■ PROBLEM TO WORK ON ■
Reproduce without any change the lines running from the one that contains "find | black backpack" through the one that contains "(1147, 421)", including both of those lines.

■ MATERIAL FOR THIS EXERCISE ■

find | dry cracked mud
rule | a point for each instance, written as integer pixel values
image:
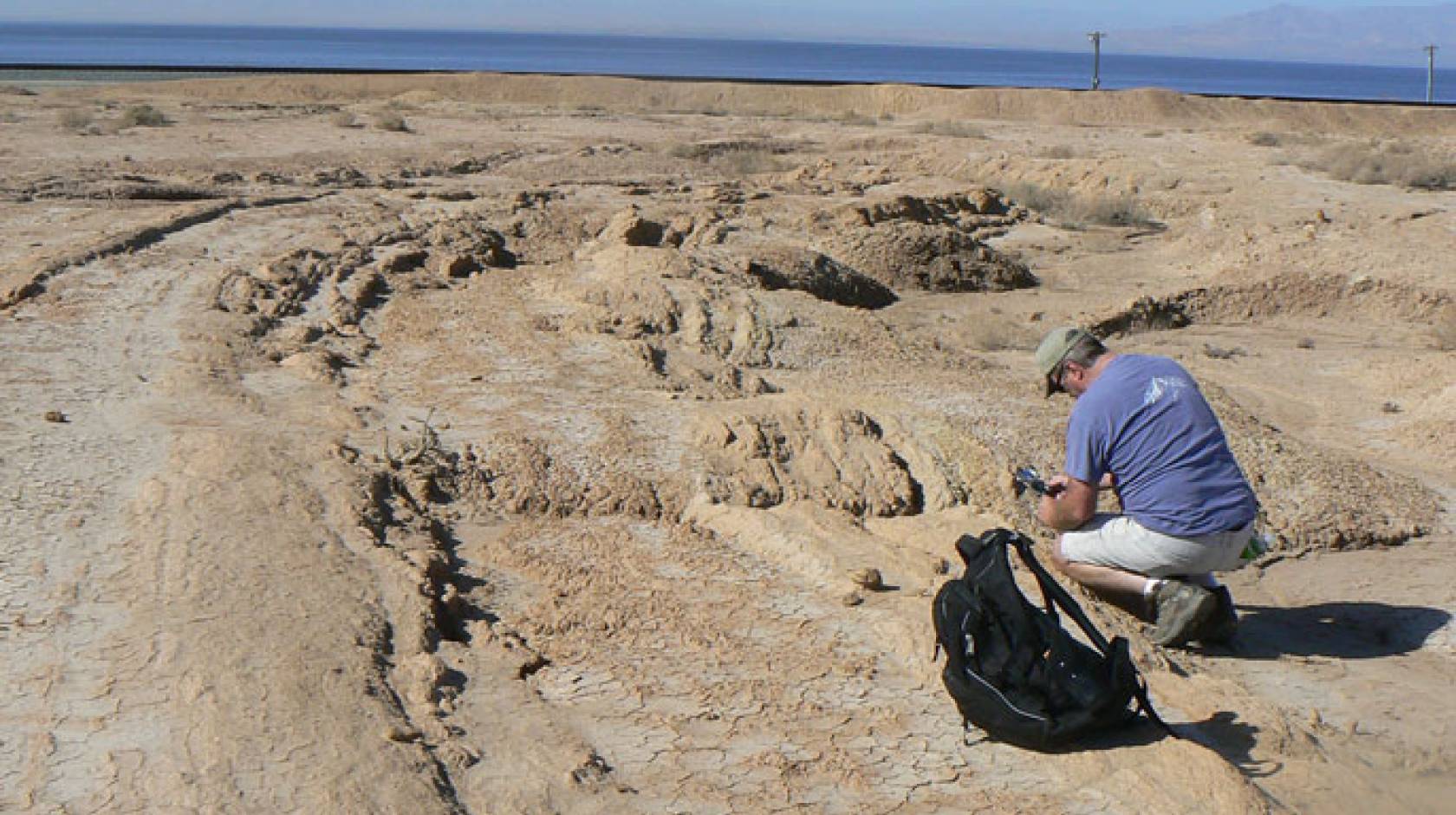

...

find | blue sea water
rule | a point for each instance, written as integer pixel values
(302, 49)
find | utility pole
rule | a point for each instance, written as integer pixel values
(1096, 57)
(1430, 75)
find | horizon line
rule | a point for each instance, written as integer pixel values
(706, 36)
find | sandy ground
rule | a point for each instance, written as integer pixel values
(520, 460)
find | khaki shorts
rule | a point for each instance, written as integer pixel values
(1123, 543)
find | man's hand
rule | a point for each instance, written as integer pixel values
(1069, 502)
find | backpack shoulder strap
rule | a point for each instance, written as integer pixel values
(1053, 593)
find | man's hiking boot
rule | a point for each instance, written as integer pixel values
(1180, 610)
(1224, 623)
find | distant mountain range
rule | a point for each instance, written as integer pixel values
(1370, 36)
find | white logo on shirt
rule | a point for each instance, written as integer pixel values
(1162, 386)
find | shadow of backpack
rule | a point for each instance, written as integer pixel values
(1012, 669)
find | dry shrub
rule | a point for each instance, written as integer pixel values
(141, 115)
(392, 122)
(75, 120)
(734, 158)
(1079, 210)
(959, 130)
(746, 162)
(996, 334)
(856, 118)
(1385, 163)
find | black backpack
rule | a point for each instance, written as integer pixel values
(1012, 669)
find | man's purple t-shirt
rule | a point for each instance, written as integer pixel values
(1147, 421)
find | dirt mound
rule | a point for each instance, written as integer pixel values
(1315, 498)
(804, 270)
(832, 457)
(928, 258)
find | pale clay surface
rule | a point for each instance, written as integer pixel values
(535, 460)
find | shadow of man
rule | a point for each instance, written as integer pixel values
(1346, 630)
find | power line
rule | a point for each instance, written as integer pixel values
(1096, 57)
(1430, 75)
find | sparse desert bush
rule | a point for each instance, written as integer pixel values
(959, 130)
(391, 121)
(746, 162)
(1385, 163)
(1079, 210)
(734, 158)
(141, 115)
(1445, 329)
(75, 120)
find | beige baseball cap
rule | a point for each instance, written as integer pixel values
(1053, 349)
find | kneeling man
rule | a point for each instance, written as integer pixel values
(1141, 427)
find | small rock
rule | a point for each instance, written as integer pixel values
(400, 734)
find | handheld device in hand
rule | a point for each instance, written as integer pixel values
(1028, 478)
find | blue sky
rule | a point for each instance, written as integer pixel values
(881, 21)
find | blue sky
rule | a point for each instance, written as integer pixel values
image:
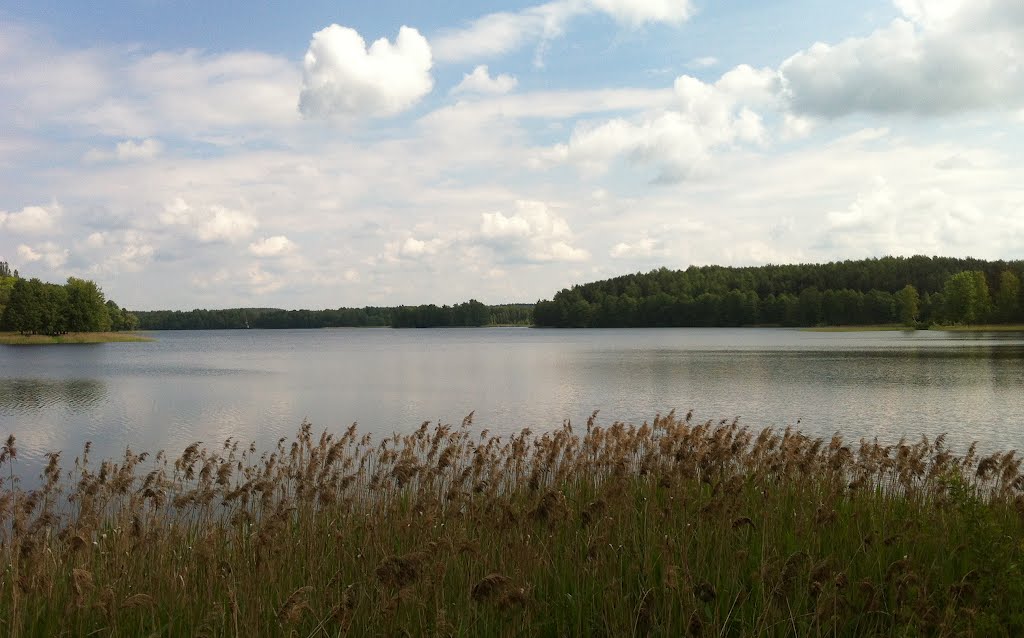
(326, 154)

■ ANSWER TO THIS EXERCISE ■
find | black backpack
rule | a point for each instance, written as integer pixel values
(1012, 669)
find | man's purple t-shirt
rule | a point for each instance, written as integer pixel values
(1147, 421)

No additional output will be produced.